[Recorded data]

....

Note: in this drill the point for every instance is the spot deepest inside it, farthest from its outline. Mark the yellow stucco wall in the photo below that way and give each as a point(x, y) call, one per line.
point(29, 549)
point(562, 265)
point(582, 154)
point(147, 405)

....

# Exercise:
Retype the data in full and match it exactly.

# Reply to the exercise:
Note: in this drill the point for every instance is the spot deepest inside it, farthest from its outline. Mark the yellow stucco wall in the photo below that way and give each as a point(x, y) call, one per line.
point(29, 549)
point(562, 265)
point(582, 154)
point(147, 405)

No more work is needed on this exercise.